__SELECTED EXTRACT__:
━━━━━━━━━━━━━━━━━━━━

= Policy by press release =

Campaign to influence administrative action through public relations and outcry

Policy by press release refers to the act of attempting to influence public policy by press releases intended to alarm the public into demanding action from their elected officials. In modern times, the term is used to dismiss an opponent's claims by suggesting the arguments to be lacking in substance and created solely to generate media attention.

== Cold War ==

Perhaps the most common use of the term refers to an infamous period during the Eisenhower administration when "leaked" documents were a common way for the various branches of the US military to attempt to garner funding for their pet projects when traditional chains of command failed, or they actively ended them. Practically any idea, no matter how outlandish, could gain some traction by simply claiming that the Soviet Union was working on a similar device.

The first and most costly example of this behavior was the mythical "bomber gap." After seeing the latest Soviet jet-powered bomber designs in 1955, a clamor broke out in Washington about the Soviets developing a lead in deploying strategic bombers, with estimates that hundreds would be available shortly. The result was a massive expansion of the US building program, which led to the eventual introduction of about 2,500 jet bombers. Although it was not revealed at the time, US intelligence services had actually made real estimates of the size of the Soviet fleet as early as 1956, placing it at around 20 aircraft.

Nevertheless, the tactic of claiming the gap existed and then brushing aside any criticism as being "weak on defense," was so successful it led to a wave of similar claims.

Another famous case was a claim that suggested the Soviets were working on a global-range nuclear aircraft. An article, complete with images claimed to be leaked by a spy agency, appeared in the December 1958 issue of Aviation Week. The article described a system that was suspiciously similar to some of the designs that were currently under consideration by large US aviation companies. Concerns were soon expressed that "the Russians were from three to five years ahead of the US in the field of atomic aircraft engines and that they would move even further ahead unless the US pressed forward with its own program."

━━━━━━━━━━━━━━━━━━━━

__INPUT DATA__:
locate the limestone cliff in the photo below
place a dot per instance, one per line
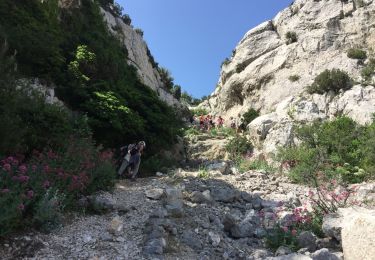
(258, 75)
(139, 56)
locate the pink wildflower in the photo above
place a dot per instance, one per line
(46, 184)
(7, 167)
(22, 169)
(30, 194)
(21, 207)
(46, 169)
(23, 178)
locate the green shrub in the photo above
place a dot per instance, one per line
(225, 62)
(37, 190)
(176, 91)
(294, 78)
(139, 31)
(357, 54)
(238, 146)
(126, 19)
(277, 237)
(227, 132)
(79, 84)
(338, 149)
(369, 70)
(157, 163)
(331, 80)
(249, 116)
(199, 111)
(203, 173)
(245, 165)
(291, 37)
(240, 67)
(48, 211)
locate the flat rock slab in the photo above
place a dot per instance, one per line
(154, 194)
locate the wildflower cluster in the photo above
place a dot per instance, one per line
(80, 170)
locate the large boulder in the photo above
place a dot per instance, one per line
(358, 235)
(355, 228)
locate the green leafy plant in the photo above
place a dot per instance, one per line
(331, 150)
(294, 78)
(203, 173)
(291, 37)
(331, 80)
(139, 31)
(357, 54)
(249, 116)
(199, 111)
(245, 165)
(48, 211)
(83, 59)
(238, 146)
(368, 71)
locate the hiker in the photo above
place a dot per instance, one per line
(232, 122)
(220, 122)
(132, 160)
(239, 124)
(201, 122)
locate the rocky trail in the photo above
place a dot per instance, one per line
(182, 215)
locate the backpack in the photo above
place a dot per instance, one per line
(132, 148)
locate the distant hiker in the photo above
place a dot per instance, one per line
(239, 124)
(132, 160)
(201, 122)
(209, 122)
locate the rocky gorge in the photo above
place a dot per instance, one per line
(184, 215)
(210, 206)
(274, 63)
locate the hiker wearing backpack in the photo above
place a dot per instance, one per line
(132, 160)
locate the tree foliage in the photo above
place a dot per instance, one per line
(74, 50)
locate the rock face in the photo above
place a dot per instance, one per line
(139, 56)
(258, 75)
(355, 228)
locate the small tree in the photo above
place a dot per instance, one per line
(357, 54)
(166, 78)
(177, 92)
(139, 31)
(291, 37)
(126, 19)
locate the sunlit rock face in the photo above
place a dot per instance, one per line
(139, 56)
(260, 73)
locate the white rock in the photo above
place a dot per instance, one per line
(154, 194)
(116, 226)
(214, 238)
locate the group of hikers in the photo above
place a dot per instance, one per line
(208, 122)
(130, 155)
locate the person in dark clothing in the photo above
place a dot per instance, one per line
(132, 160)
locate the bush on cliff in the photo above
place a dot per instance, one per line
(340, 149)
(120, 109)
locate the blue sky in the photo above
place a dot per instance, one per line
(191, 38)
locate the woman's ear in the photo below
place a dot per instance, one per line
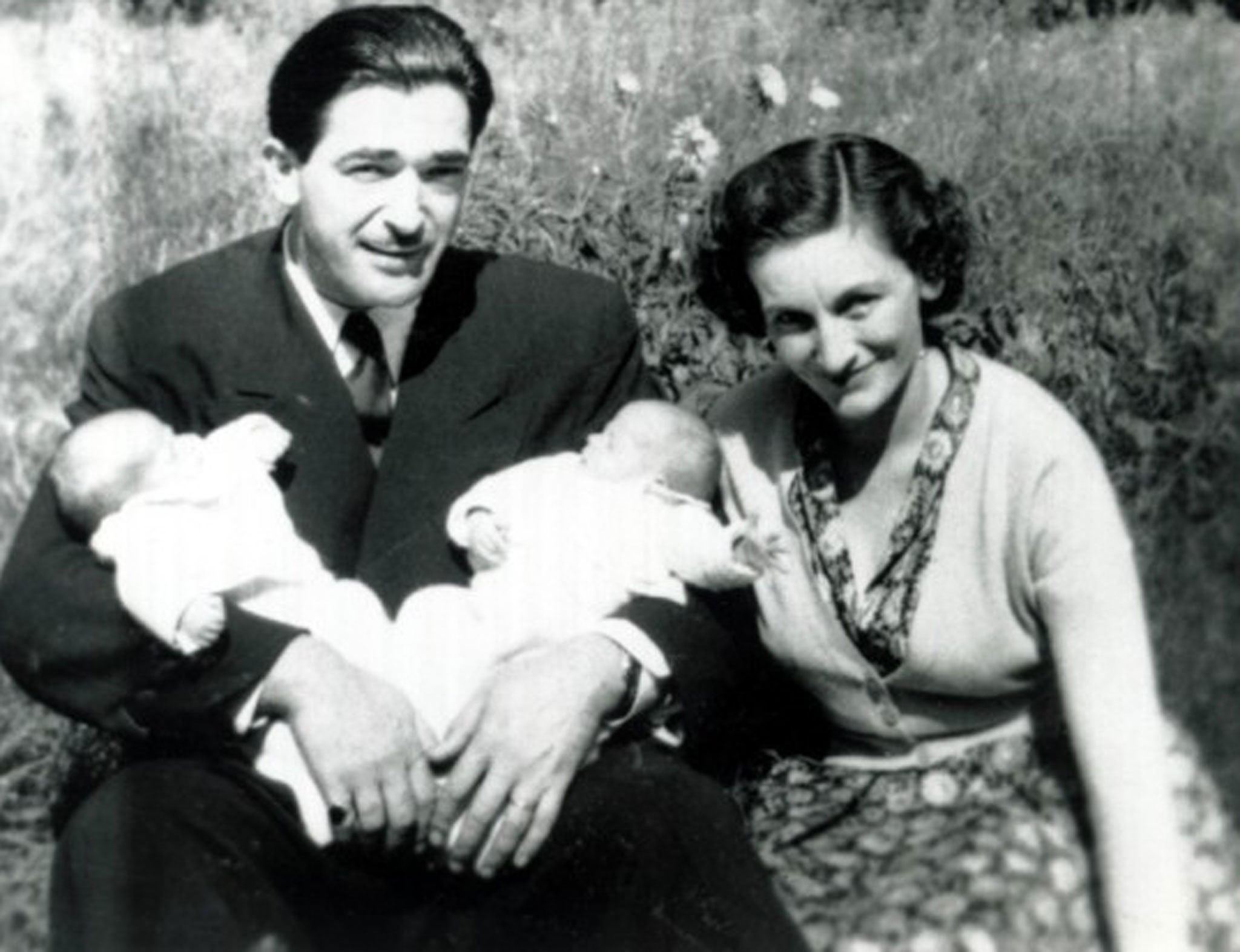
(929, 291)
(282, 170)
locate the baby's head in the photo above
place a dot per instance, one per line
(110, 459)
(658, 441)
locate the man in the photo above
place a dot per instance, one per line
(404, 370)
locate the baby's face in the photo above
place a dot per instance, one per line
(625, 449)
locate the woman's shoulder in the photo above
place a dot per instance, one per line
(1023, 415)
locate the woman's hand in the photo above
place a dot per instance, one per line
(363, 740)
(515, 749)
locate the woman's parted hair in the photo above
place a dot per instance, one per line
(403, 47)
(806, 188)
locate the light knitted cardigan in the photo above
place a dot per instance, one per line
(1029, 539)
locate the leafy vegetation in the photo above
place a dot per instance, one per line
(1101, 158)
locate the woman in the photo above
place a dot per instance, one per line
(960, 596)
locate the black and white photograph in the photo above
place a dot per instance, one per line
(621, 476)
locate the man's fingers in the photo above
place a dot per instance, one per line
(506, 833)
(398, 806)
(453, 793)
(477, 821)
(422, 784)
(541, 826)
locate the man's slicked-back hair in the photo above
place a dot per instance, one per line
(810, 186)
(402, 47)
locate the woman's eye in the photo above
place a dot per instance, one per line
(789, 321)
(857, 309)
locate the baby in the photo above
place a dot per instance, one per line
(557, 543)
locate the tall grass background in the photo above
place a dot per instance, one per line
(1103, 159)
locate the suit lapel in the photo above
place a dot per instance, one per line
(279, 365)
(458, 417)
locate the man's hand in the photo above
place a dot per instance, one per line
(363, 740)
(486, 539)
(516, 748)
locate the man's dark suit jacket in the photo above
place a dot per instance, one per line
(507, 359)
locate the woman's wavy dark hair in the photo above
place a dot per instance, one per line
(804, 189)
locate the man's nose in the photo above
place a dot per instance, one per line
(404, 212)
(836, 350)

━━━━━━━━━━━━━━━━━━━━

__ASSIGNMENT A__: In the text on policy by press release, how large did US intelligence services estimate the Soviet bomber fleet to be as early as 1956?
__ASSIGNMENT B__: Reproduce the text on policy by press release from "Nevertheless, the tactic" to "of similar claims.".

__TASK OUTPUT A__: Around 20 aircraft.

__TASK OUTPUT B__:
Nevertheless, the tactic of claiming the gap existed and then brushing aside any criticism as being "weak on defense," was so successful it led to a wave of similar claims.